Rifles - Mark Urban [85]
Fairfoot returned to his company, as the digging of siege trenches began in earnest, right on top of the Teson ridge. This drew fire from the garrison’s heavy guns and each day now became a slugging match between the two sides’ gunners, the working parties of infantry toiling away at night to shore up or advance the trenches. The eventual aim would be to progress them down the forward slope of the Greater Teson and onto the Little Teson, a smaller feature between it and the walls. Here the Royal Artillery would be able to blast away at the town’s walls from little more than two hundred yards, hammering them down bit by bit with twenty-four-pound and eighteen-pound shot. Once breached, storming parties would be formed to rush through the openings and take Rodrigo.
All of this lay ahead of the riflemen, though, as they congregated about their tin pots brewing up some hot tea on the morning of 9 January. O’Hare’s old company, the 3rd, in which Fairfoot and Costello still served, had been placed under the command of Captain John Uniacke. Like O’Hare, Uniacke was an Irishman, but while O’Hare was famed for ugliness and ripe age, Uniacke enjoyed his men’s renown for his handsome looks and athletic prowess. He was no son of the Ascendancy gentry, though – on the contrary, his family circumstances were among the most desperate of any officer in the regiment. A Catholic from Cloyne in County Cork, Uniacke carried the hopes of his entire family on his broad shoulders. His mother had long been a widow, and her survival and that of John’s eight siblings depended on his remittances from the Peninsula. He had sailed with the others in May 1809. After a turn with the 3rd Battalion he was promoted to captain back in the 1st – the extra pay allowed him to send home anything up to £100 each year. If Uniacke thirsted for advancement, it was only so that his mother might have food on the table and his brothers and sisters some sort of education.

■ Data

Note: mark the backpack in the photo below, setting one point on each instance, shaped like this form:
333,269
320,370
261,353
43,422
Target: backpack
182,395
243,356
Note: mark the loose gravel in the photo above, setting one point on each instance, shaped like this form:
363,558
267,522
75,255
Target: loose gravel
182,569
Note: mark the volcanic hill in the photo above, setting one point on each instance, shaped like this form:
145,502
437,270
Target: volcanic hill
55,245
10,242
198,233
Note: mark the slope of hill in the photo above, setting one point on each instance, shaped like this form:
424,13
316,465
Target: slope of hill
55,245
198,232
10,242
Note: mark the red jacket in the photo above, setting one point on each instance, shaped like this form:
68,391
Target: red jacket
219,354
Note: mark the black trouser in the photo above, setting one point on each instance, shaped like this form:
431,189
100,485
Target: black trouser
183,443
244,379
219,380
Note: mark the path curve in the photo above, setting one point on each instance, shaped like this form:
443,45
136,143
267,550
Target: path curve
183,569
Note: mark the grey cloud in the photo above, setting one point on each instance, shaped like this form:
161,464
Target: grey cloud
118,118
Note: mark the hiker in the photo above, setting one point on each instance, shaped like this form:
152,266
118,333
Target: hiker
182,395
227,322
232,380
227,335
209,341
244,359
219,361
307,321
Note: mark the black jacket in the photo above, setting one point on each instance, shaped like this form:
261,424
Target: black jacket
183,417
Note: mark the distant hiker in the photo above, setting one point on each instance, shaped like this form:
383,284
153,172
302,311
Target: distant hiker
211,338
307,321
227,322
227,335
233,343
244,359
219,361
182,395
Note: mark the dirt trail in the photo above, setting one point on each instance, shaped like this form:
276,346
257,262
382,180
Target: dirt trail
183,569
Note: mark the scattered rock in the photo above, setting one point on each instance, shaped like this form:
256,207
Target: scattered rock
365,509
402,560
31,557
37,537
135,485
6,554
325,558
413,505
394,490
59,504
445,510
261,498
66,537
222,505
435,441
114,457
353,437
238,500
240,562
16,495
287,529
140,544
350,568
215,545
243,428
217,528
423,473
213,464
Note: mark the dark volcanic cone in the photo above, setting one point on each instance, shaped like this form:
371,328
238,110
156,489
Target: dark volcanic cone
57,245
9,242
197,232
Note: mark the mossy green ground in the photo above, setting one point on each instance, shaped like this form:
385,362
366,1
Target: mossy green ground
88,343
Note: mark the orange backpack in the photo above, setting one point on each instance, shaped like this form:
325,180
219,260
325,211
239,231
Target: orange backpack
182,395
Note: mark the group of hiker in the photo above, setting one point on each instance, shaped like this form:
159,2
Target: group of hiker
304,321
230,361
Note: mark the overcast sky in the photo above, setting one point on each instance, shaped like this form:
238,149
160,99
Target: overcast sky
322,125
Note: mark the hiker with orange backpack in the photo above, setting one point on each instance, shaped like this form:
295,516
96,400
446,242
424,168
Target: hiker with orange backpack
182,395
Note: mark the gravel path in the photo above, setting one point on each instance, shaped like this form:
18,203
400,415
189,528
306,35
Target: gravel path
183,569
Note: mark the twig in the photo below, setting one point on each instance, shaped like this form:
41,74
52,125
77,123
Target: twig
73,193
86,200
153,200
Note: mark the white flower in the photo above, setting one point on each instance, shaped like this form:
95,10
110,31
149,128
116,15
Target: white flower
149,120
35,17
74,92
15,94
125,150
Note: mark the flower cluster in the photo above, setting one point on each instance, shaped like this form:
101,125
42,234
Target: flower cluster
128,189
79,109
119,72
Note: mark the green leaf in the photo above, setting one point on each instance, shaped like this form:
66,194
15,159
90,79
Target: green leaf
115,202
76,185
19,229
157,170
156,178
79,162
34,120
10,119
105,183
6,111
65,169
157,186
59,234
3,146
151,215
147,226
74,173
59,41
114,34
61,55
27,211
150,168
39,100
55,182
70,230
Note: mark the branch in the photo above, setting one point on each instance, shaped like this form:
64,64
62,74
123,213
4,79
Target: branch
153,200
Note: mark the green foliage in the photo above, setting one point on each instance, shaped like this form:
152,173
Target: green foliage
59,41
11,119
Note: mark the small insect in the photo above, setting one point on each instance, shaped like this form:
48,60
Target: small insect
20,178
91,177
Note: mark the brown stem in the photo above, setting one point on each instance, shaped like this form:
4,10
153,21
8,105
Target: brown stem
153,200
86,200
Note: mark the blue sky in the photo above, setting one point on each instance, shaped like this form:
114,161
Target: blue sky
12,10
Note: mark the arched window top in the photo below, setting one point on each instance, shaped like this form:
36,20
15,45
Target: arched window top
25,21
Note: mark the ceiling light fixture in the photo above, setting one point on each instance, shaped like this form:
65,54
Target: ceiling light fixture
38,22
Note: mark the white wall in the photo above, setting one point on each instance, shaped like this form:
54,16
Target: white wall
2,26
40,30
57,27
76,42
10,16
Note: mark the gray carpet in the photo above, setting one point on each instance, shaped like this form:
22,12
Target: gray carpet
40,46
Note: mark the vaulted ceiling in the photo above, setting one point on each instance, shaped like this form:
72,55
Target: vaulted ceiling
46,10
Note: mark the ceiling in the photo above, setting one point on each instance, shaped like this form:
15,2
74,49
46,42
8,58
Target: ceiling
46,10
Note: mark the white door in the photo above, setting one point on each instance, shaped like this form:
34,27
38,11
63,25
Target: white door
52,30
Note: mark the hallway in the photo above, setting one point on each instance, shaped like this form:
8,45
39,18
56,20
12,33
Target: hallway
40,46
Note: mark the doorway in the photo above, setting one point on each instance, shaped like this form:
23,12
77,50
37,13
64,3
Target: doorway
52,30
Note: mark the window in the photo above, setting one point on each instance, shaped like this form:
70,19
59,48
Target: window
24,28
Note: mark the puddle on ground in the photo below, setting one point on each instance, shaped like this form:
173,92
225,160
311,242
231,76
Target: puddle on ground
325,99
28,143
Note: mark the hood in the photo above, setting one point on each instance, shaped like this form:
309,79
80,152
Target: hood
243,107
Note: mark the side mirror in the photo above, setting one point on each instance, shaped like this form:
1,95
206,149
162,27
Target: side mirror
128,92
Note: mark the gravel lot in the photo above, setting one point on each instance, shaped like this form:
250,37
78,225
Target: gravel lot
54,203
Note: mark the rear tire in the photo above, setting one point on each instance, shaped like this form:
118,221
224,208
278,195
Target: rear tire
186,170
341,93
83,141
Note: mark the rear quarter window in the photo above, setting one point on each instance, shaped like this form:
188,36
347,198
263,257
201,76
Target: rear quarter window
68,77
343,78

■ Objectives
A) According to the Rifles excerpt, what was Uniacke's hometown?
B) Rewrite the stretch from "Rifles - Mark" through "and take Rodrigo." in the Rifles excerpt, putting "British gunners" in place of "Royal Artillery".
C) Please carry the Rifles excerpt forward from where it stops.
None of the entries matter for what you're asked to do here.

■ Results by task
A) Cloyne in County Cork.

B)
Rifles - Mark Urban [85]
Fairfoot returned to his company, as the digging of siege trenches began in earnest, right on top of the Teson ridge. This drew fire from the garrison’s heavy guns and each day now became a slugging match between the two sides’ gunners, the working parties of infantry toiling away at night to shore up or advance the trenches. The eventual aim would be to progress them down the forward slope of the Greater Teson and onto the Little Teson, a smaller feature between it and the walls. Here the British gunners would be able to blast away at the town’s walls from little more than two hundred yards, hammering them down bit by bit with twenty-four-pound and eighteen-pound shot. Once breached, storming parties would be formed to rush through the openings and take Rodrigo.

C)
The contrast between Uniacke and Second Lieutenant James Gairdner was also pronounced. When that young subaltern eventually reached the battalion, on 13 January, he exhibited the whey face, soft hands and general demeanour of a know-nothing. Uniacke had been serving in the Peninsula for two and a half years, but his new second lieutenant – for it was to the 3rd Company that the Johnny Newcome was sent – had joined the 95th in August 1810 and spent the next eighteen months sitting it out in Shorncliffe, polishing up his dancing, drawing and mathematics. Gairdner was wealthy, too, if not fabulously so: his family enjoyed considerable material success in Atlanta, Georgia. They straddled the Atlantic: while James’s aunt and her branch remained in England, his father carried on his business in America without difficulty. Georgia was one of the states least enthused by the Revolution of 1775; the family politics were liberal and generally supportive of reconciliation between the brother peoples.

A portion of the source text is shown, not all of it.